Copy the entries below exactly, but only from the line containing "Target: white tail" through the final line.

□ □ □ □

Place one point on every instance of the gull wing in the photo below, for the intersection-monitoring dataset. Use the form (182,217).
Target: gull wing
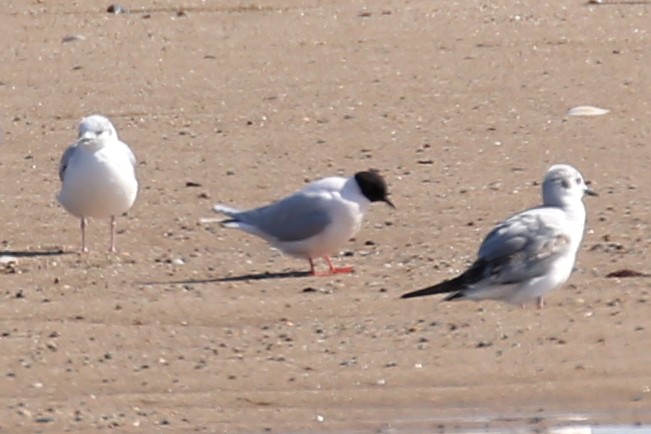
(522,247)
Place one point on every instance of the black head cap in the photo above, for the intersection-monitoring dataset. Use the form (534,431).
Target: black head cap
(373,187)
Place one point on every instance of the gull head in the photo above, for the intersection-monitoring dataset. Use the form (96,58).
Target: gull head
(97,129)
(373,187)
(564,185)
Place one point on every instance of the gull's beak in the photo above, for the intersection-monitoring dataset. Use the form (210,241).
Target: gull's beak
(87,136)
(590,192)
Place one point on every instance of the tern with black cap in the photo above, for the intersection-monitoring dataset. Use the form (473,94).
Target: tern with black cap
(315,221)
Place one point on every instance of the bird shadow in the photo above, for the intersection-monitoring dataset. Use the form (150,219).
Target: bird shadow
(241,278)
(34,253)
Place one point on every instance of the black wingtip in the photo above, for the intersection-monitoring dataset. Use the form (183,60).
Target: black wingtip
(452,285)
(420,293)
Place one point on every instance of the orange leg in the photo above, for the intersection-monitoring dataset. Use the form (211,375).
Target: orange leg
(332,269)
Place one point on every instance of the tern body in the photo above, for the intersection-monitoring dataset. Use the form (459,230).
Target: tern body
(315,221)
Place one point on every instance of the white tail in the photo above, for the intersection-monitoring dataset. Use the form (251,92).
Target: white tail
(223,209)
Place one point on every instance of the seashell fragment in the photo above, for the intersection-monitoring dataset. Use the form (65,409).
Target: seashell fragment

□ □ □ □

▶ **Output below**
Target: white tail
(223,209)
Place one point on every instance of the seashell fragment in the photo above, for the intersection-monitoring dataset. Use the form (65,409).
Target: seashell fragment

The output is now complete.